Direction. Count the lines below that contain the word "Target" and give only the number.

Records contained in a dataset.
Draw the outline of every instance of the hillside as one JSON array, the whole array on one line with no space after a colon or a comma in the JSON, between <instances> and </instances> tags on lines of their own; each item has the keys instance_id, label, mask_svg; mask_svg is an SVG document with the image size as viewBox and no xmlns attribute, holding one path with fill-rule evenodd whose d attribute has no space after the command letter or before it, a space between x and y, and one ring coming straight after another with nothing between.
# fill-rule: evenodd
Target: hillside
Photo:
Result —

--

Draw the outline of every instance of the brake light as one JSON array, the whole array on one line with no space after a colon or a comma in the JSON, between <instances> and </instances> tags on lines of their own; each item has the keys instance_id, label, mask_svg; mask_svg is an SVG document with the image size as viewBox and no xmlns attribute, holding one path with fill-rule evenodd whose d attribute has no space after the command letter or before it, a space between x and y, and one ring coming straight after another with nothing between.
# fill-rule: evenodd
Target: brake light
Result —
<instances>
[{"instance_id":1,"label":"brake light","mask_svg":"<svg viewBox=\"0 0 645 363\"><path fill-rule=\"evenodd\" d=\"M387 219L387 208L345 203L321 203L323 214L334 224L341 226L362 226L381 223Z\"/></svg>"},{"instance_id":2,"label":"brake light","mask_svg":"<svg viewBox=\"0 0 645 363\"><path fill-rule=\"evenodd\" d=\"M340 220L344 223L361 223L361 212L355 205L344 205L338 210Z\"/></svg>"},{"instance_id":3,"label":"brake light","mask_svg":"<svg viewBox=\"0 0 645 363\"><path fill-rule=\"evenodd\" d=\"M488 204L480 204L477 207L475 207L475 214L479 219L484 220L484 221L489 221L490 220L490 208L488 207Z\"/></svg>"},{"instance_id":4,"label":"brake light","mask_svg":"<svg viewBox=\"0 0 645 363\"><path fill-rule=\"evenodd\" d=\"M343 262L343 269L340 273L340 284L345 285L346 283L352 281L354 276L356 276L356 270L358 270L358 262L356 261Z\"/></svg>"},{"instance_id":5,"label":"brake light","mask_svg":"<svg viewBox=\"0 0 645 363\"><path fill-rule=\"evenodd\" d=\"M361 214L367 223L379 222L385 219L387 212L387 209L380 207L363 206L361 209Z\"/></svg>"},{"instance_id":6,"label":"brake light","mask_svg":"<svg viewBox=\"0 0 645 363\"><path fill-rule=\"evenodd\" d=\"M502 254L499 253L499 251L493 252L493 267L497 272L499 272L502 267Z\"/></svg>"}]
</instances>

==

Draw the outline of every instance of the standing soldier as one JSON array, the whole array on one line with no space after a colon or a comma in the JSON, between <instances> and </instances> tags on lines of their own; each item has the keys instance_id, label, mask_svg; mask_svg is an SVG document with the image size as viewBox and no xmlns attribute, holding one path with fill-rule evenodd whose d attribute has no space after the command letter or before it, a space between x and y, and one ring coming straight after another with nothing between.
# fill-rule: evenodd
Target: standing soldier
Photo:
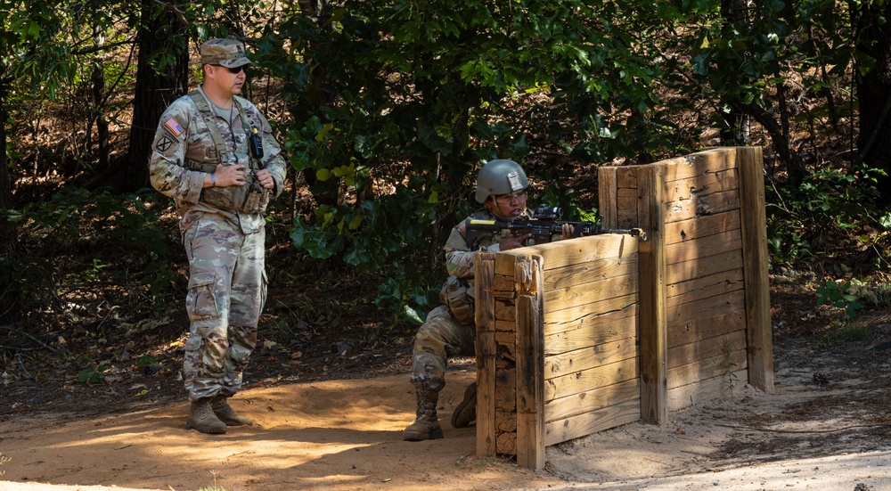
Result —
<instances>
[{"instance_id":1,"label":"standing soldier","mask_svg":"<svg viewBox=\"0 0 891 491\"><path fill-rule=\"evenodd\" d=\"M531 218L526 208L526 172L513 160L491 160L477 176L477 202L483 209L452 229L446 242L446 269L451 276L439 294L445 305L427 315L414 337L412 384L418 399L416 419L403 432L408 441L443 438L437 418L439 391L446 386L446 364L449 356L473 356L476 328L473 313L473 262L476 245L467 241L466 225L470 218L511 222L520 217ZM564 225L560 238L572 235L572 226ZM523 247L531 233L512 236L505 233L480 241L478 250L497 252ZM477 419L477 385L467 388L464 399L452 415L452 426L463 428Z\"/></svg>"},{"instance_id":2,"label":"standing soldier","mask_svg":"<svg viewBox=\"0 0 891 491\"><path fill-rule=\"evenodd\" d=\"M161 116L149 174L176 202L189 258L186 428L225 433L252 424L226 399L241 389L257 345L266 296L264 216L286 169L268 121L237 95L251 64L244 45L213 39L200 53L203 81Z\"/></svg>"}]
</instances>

Worked solution. 3